> _GOAL OF THE EXERCISE_
Please find each line in the records below that contains the word "lawn", and copy those lines out.

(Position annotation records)

-- START --

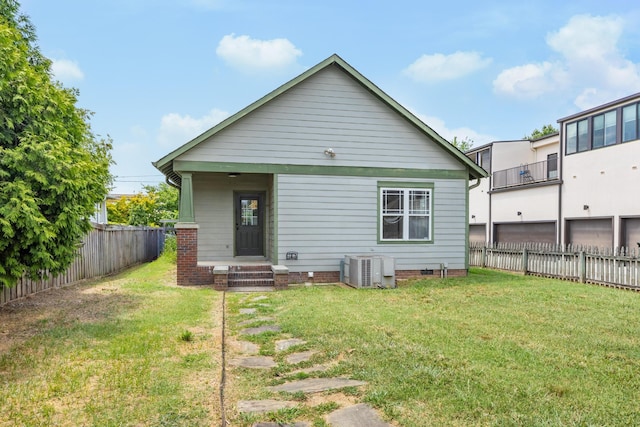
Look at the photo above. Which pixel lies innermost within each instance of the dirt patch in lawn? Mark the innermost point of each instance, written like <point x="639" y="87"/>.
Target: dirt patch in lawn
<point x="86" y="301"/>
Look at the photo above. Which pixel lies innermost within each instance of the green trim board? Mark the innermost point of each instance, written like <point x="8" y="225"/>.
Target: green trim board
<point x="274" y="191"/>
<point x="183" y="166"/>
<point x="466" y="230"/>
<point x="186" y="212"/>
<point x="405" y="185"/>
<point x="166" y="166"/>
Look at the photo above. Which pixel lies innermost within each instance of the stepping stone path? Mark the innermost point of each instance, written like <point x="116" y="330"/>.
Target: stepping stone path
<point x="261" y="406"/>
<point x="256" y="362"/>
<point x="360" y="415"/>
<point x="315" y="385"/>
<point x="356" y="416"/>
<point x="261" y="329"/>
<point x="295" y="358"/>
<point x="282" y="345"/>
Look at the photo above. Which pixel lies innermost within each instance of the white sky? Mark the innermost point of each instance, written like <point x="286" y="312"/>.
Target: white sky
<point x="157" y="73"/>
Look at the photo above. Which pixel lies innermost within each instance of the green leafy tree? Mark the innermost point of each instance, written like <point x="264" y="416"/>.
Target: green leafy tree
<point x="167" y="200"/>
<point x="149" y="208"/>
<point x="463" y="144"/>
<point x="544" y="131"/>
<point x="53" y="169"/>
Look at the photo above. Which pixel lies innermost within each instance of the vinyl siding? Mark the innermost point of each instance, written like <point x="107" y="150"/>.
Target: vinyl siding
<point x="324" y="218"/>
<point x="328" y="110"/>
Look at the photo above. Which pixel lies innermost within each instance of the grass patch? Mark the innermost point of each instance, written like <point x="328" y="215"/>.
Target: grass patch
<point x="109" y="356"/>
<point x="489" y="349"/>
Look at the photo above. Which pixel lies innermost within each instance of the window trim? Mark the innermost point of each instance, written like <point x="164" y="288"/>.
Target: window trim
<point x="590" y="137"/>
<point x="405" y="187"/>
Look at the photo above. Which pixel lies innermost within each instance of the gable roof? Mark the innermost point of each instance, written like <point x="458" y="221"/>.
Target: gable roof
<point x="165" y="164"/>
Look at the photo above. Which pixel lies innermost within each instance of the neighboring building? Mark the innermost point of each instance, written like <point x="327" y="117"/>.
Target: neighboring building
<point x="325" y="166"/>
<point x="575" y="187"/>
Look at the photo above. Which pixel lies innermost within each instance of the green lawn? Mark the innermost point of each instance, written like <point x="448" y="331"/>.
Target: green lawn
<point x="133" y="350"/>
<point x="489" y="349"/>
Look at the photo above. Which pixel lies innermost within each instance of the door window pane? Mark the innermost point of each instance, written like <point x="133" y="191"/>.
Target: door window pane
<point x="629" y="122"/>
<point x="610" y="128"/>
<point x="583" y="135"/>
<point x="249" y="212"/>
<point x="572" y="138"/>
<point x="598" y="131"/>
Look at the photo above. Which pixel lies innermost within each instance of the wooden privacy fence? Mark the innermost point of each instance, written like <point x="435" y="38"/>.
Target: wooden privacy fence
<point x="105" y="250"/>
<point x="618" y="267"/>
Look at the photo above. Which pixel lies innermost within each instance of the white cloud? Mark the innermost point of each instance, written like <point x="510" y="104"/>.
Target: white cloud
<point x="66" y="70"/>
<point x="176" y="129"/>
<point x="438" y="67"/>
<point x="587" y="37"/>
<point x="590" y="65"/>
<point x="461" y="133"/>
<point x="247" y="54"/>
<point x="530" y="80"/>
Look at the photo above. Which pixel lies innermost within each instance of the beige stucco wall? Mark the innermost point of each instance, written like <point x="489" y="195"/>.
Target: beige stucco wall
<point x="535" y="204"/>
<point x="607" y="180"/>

-- END --
-- START --

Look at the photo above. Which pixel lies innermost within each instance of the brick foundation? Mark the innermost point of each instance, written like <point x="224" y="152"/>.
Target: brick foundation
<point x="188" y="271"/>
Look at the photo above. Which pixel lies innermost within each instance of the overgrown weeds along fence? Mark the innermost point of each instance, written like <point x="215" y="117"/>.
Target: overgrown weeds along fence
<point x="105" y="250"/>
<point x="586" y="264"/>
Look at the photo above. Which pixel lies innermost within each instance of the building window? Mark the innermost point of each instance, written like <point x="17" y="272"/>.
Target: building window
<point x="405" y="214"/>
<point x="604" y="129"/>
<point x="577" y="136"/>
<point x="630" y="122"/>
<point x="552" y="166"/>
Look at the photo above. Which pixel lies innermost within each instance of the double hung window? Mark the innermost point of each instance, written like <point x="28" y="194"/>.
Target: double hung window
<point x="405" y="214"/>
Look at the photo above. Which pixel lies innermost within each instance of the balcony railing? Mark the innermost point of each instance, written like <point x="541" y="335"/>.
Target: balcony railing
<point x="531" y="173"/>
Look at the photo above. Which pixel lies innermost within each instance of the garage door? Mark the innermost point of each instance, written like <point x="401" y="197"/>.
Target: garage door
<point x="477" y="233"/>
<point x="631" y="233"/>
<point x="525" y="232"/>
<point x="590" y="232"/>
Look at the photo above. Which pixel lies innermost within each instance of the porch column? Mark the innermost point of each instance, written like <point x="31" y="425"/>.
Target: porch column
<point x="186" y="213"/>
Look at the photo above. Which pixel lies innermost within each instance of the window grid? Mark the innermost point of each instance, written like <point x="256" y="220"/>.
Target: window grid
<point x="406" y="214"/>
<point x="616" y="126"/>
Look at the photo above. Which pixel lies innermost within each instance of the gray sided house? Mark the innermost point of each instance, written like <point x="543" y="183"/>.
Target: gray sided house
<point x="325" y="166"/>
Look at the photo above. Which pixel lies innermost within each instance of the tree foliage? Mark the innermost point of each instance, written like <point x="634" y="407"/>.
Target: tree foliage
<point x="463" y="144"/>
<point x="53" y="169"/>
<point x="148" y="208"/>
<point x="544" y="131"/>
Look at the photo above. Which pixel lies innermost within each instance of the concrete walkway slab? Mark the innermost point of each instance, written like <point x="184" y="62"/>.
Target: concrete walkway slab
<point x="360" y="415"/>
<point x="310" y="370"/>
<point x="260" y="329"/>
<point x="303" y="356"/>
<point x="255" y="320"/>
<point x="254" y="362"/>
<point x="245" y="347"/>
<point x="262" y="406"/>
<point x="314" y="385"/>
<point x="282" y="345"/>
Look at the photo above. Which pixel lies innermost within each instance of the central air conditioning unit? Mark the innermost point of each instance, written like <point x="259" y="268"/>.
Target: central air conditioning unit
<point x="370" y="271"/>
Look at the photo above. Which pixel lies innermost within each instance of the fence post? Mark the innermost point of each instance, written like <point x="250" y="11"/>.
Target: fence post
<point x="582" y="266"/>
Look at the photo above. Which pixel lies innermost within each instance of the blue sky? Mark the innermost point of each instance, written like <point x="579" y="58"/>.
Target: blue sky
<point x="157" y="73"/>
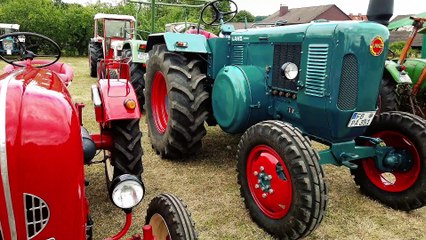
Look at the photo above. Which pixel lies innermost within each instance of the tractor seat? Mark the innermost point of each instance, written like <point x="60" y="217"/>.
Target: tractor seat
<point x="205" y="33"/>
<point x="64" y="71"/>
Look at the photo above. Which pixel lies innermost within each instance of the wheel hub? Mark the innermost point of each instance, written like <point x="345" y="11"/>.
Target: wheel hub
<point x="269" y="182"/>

-- END --

> _TASK ANSWER_
Look at the photo above. Which pixel lies innermost within each instance of the dirt patch in lawn? Mark the innermost point of each instance, written like <point x="639" y="87"/>.
Target: dirt patch in lawn
Look at the photo above. Which pixel lies innermost within each instance of the green lawn? Mark the innermost point of each instance, written like <point x="448" y="331"/>.
Target: green lawn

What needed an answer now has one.